[Bounding box annotation entries]
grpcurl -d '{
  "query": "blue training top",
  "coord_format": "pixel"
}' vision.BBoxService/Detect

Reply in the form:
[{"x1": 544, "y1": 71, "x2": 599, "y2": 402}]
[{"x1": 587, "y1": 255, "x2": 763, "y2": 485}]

§ **DESCRIPTION OF THE TASK**: Present the lines of the listing above as a numbered list, omitting any blank lines.

§ **FINAL RESULT**:
1. grpcurl -d '{
2.   "query": "blue training top",
3.   "coord_format": "pixel"
4. }' vision.BBoxService/Detect
5. Reply in the form:
6. [{"x1": 544, "y1": 71, "x2": 599, "y2": 402}]
7. [{"x1": 587, "y1": 255, "x2": 763, "y2": 485}]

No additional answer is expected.